**TASK GOAL**
A verbatim copy of the data is wanted, minus any picture in it.

-*-

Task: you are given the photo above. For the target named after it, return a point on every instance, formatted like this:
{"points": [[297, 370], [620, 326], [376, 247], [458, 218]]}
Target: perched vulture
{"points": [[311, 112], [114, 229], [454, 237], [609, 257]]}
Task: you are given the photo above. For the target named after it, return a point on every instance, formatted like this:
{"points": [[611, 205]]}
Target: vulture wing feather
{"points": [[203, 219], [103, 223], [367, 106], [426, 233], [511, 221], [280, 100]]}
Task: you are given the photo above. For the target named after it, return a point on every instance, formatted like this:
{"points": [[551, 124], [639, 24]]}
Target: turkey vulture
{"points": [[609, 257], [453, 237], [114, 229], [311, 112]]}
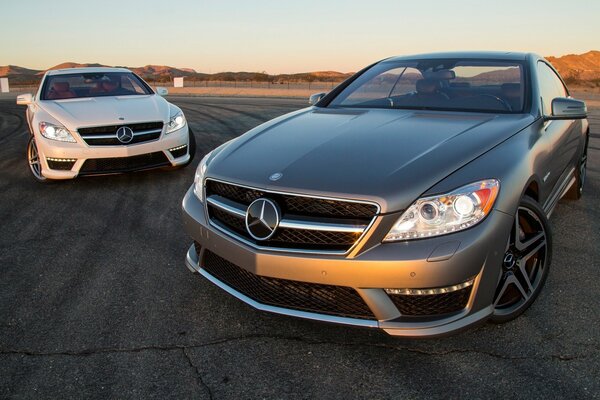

-*-

**ANSWER AREA**
Task: you are given the photo above. For the target named after it, return a point on every instance, formatted like this:
{"points": [[297, 370], [620, 326], [376, 247], [458, 218]]}
Target: perched vulture
{"points": [[311, 112], [114, 229], [454, 237], [609, 257]]}
Task: you are given the photo above. For the target named after it, return a point on every instance, formatted like this:
{"points": [[611, 205]]}
Target: vulture wing feather
{"points": [[203, 219], [103, 223], [367, 106], [426, 233], [511, 221], [280, 100]]}
Task: you are given the photo above. For the target named after it, return a point on every instance, formatted like this:
{"points": [[551, 124], [639, 24]]}
Target: turkey vulture
{"points": [[609, 257], [453, 237], [114, 229], [311, 112]]}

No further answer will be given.